WHAT NEEDS TO BE DONE:
Say how many lines of the listing below include the word "green", with no other output.

········

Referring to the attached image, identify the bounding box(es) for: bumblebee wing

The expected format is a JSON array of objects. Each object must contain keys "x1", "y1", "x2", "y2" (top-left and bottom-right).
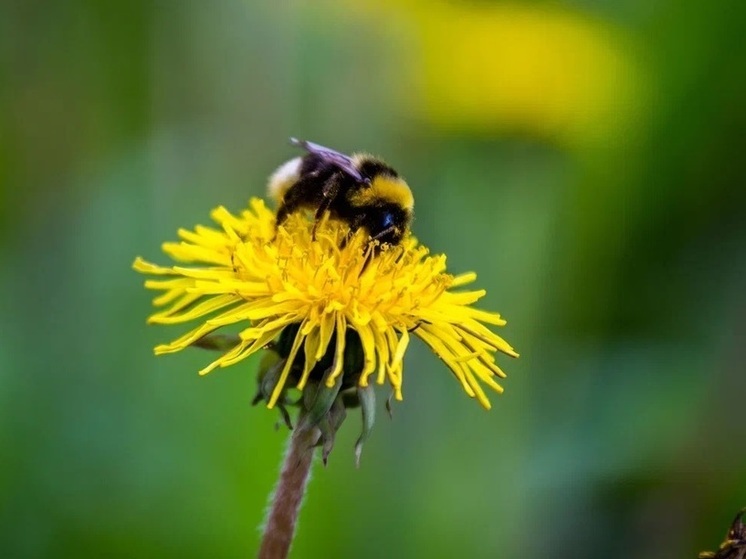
[{"x1": 290, "y1": 138, "x2": 369, "y2": 184}]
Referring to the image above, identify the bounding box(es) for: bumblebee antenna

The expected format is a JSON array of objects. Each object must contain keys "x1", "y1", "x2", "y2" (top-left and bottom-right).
[
  {"x1": 288, "y1": 137, "x2": 369, "y2": 185},
  {"x1": 289, "y1": 137, "x2": 308, "y2": 149}
]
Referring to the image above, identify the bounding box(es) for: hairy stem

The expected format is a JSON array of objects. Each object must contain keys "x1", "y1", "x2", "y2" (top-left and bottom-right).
[{"x1": 258, "y1": 421, "x2": 319, "y2": 559}]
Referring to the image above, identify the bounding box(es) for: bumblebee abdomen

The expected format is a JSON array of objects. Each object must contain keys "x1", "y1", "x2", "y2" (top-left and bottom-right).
[{"x1": 267, "y1": 157, "x2": 302, "y2": 202}]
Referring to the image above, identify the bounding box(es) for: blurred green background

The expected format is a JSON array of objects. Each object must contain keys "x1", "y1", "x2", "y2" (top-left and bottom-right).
[{"x1": 2, "y1": 1, "x2": 745, "y2": 557}]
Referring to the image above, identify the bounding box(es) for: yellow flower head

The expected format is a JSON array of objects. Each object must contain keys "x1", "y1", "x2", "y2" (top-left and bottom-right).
[{"x1": 133, "y1": 198, "x2": 517, "y2": 412}]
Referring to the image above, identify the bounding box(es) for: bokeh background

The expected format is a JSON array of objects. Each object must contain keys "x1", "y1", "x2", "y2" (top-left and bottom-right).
[{"x1": 2, "y1": 0, "x2": 745, "y2": 557}]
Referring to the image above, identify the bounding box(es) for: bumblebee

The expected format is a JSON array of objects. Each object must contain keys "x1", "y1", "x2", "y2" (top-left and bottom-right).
[{"x1": 268, "y1": 138, "x2": 414, "y2": 246}]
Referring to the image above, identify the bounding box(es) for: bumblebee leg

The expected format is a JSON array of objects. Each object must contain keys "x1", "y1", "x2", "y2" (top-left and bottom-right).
[
  {"x1": 311, "y1": 173, "x2": 342, "y2": 240},
  {"x1": 274, "y1": 192, "x2": 306, "y2": 232},
  {"x1": 339, "y1": 215, "x2": 364, "y2": 249},
  {"x1": 274, "y1": 205, "x2": 289, "y2": 229},
  {"x1": 370, "y1": 224, "x2": 398, "y2": 243}
]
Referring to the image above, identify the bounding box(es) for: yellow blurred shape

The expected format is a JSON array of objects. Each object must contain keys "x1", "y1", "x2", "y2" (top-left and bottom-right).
[{"x1": 341, "y1": 0, "x2": 644, "y2": 147}]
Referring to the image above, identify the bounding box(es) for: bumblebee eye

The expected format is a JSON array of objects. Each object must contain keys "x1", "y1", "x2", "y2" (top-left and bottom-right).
[{"x1": 380, "y1": 212, "x2": 395, "y2": 231}]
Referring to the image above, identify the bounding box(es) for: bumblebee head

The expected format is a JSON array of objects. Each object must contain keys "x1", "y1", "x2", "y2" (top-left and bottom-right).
[{"x1": 349, "y1": 155, "x2": 414, "y2": 245}]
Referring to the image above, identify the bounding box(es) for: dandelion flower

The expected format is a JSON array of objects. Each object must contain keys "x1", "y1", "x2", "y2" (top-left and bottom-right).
[{"x1": 133, "y1": 198, "x2": 517, "y2": 459}]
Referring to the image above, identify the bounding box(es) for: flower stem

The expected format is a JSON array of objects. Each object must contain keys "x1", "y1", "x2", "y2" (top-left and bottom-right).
[{"x1": 258, "y1": 420, "x2": 319, "y2": 559}]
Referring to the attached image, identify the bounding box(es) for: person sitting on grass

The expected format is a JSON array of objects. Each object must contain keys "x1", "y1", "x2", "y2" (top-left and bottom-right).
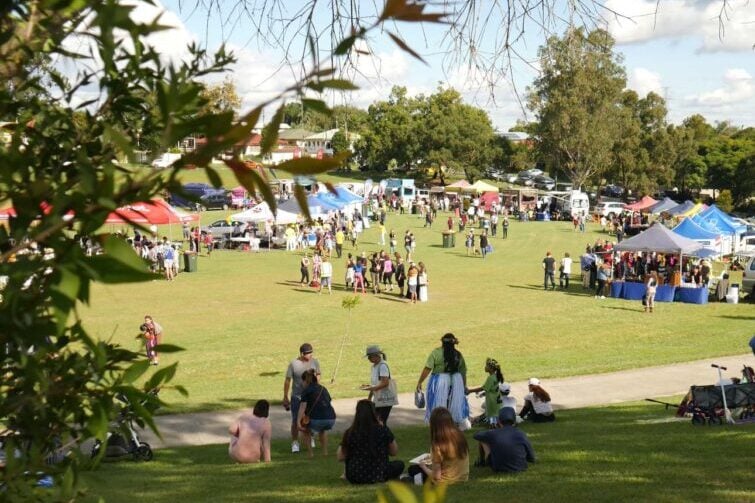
[
  {"x1": 297, "y1": 370, "x2": 336, "y2": 458},
  {"x1": 337, "y1": 400, "x2": 404, "y2": 484},
  {"x1": 519, "y1": 378, "x2": 555, "y2": 423},
  {"x1": 407, "y1": 407, "x2": 469, "y2": 485},
  {"x1": 228, "y1": 400, "x2": 272, "y2": 464},
  {"x1": 473, "y1": 408, "x2": 535, "y2": 473}
]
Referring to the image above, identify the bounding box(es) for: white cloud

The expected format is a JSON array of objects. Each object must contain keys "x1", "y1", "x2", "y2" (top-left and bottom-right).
[
  {"x1": 685, "y1": 68, "x2": 754, "y2": 106},
  {"x1": 603, "y1": 0, "x2": 755, "y2": 52},
  {"x1": 627, "y1": 67, "x2": 663, "y2": 97}
]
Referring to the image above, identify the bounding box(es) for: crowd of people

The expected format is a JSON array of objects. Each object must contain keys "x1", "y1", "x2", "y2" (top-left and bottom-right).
[
  {"x1": 540, "y1": 238, "x2": 717, "y2": 307},
  {"x1": 227, "y1": 336, "x2": 552, "y2": 487}
]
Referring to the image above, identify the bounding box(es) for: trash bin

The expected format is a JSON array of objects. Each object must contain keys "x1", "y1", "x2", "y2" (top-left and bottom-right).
[
  {"x1": 442, "y1": 231, "x2": 456, "y2": 248},
  {"x1": 183, "y1": 251, "x2": 198, "y2": 272},
  {"x1": 726, "y1": 284, "x2": 739, "y2": 304}
]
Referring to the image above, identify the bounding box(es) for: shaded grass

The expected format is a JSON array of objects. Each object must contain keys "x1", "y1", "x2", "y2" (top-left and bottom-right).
[
  {"x1": 82, "y1": 212, "x2": 754, "y2": 414},
  {"x1": 79, "y1": 400, "x2": 755, "y2": 503}
]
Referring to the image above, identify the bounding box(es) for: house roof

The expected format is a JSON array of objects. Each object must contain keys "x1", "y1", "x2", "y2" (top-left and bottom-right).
[
  {"x1": 305, "y1": 129, "x2": 339, "y2": 141},
  {"x1": 278, "y1": 128, "x2": 315, "y2": 141}
]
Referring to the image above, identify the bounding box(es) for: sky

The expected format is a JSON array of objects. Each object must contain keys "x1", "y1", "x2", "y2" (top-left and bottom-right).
[{"x1": 145, "y1": 0, "x2": 754, "y2": 131}]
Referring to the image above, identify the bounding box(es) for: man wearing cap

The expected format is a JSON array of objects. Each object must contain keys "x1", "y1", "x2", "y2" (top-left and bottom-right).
[
  {"x1": 473, "y1": 408, "x2": 536, "y2": 473},
  {"x1": 283, "y1": 343, "x2": 321, "y2": 453},
  {"x1": 363, "y1": 346, "x2": 398, "y2": 425}
]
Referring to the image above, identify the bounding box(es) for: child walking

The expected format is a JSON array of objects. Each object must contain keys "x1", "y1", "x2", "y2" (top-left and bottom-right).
[{"x1": 466, "y1": 358, "x2": 504, "y2": 427}]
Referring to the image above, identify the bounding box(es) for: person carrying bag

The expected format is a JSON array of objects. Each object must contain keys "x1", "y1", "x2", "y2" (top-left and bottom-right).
[{"x1": 363, "y1": 346, "x2": 399, "y2": 426}]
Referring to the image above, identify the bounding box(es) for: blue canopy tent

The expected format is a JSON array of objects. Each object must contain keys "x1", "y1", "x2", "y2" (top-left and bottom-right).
[
  {"x1": 667, "y1": 200, "x2": 695, "y2": 216},
  {"x1": 649, "y1": 197, "x2": 679, "y2": 214},
  {"x1": 673, "y1": 218, "x2": 722, "y2": 256},
  {"x1": 693, "y1": 205, "x2": 744, "y2": 253},
  {"x1": 697, "y1": 205, "x2": 746, "y2": 234},
  {"x1": 278, "y1": 194, "x2": 341, "y2": 216}
]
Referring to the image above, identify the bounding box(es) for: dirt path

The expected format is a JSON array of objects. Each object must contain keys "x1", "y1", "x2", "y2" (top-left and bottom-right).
[{"x1": 140, "y1": 353, "x2": 752, "y2": 449}]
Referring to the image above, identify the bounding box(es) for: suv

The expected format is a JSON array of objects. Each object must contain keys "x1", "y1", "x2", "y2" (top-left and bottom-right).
[
  {"x1": 199, "y1": 192, "x2": 231, "y2": 211},
  {"x1": 534, "y1": 175, "x2": 555, "y2": 190},
  {"x1": 201, "y1": 220, "x2": 245, "y2": 240},
  {"x1": 594, "y1": 201, "x2": 626, "y2": 219},
  {"x1": 743, "y1": 255, "x2": 755, "y2": 298}
]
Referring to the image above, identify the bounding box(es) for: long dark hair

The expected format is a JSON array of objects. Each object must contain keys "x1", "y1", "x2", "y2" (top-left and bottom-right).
[
  {"x1": 341, "y1": 399, "x2": 380, "y2": 457},
  {"x1": 429, "y1": 407, "x2": 468, "y2": 461},
  {"x1": 530, "y1": 385, "x2": 551, "y2": 402},
  {"x1": 253, "y1": 400, "x2": 270, "y2": 418},
  {"x1": 442, "y1": 333, "x2": 461, "y2": 373}
]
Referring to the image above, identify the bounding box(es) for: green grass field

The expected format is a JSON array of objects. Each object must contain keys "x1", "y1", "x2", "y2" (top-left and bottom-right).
[
  {"x1": 82, "y1": 209, "x2": 754, "y2": 414},
  {"x1": 79, "y1": 400, "x2": 755, "y2": 503}
]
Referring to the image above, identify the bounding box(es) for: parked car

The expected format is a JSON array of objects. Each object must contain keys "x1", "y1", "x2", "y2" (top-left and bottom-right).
[
  {"x1": 516, "y1": 170, "x2": 535, "y2": 186},
  {"x1": 201, "y1": 220, "x2": 245, "y2": 240},
  {"x1": 743, "y1": 255, "x2": 755, "y2": 298},
  {"x1": 601, "y1": 184, "x2": 625, "y2": 198},
  {"x1": 198, "y1": 192, "x2": 231, "y2": 211},
  {"x1": 593, "y1": 201, "x2": 626, "y2": 219},
  {"x1": 526, "y1": 168, "x2": 544, "y2": 177},
  {"x1": 504, "y1": 173, "x2": 519, "y2": 184},
  {"x1": 534, "y1": 175, "x2": 556, "y2": 190}
]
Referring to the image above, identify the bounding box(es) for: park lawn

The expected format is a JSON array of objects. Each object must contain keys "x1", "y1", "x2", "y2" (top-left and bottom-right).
[
  {"x1": 79, "y1": 400, "x2": 755, "y2": 503},
  {"x1": 80, "y1": 210, "x2": 754, "y2": 414}
]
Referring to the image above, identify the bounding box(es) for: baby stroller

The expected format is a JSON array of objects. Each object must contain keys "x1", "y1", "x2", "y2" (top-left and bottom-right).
[{"x1": 90, "y1": 390, "x2": 158, "y2": 462}]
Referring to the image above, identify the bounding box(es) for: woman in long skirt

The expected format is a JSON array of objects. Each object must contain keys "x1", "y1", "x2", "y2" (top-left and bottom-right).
[{"x1": 416, "y1": 333, "x2": 470, "y2": 429}]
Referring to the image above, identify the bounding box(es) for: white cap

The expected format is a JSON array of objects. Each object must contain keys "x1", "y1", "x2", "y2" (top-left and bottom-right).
[
  {"x1": 498, "y1": 383, "x2": 511, "y2": 394},
  {"x1": 528, "y1": 378, "x2": 540, "y2": 386}
]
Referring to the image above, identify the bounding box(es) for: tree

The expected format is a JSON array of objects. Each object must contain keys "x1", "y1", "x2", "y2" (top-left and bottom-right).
[
  {"x1": 732, "y1": 154, "x2": 754, "y2": 206},
  {"x1": 1, "y1": 1, "x2": 439, "y2": 499},
  {"x1": 716, "y1": 189, "x2": 734, "y2": 212},
  {"x1": 356, "y1": 86, "x2": 422, "y2": 171},
  {"x1": 418, "y1": 87, "x2": 499, "y2": 182},
  {"x1": 528, "y1": 29, "x2": 626, "y2": 188},
  {"x1": 199, "y1": 77, "x2": 241, "y2": 117}
]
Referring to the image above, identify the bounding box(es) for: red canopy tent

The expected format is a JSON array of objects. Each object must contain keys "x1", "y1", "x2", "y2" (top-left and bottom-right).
[
  {"x1": 625, "y1": 195, "x2": 658, "y2": 212},
  {"x1": 479, "y1": 191, "x2": 501, "y2": 211},
  {"x1": 106, "y1": 199, "x2": 185, "y2": 224}
]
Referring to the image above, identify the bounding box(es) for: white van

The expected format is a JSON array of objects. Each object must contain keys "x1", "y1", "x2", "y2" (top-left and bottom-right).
[
  {"x1": 564, "y1": 191, "x2": 590, "y2": 218},
  {"x1": 151, "y1": 152, "x2": 182, "y2": 169}
]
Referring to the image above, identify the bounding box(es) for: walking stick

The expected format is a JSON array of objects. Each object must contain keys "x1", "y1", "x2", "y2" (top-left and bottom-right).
[{"x1": 331, "y1": 295, "x2": 360, "y2": 383}]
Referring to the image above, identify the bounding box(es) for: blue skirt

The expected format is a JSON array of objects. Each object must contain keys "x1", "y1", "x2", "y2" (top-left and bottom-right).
[{"x1": 425, "y1": 373, "x2": 470, "y2": 425}]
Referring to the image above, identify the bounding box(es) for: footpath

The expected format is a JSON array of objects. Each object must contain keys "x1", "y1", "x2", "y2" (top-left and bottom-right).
[{"x1": 141, "y1": 353, "x2": 752, "y2": 449}]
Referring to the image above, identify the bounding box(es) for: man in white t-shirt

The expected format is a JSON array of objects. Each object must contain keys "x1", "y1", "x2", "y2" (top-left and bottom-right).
[
  {"x1": 559, "y1": 252, "x2": 573, "y2": 289},
  {"x1": 319, "y1": 256, "x2": 333, "y2": 294}
]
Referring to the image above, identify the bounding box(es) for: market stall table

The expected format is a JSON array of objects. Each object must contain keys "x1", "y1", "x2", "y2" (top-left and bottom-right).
[
  {"x1": 676, "y1": 286, "x2": 708, "y2": 304},
  {"x1": 655, "y1": 285, "x2": 676, "y2": 302},
  {"x1": 622, "y1": 281, "x2": 646, "y2": 300}
]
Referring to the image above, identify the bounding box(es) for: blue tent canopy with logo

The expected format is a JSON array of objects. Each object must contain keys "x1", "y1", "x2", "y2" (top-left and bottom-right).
[
  {"x1": 696, "y1": 205, "x2": 746, "y2": 235},
  {"x1": 673, "y1": 217, "x2": 721, "y2": 241}
]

········

RESPONSE FOR THIS EXERCISE:
2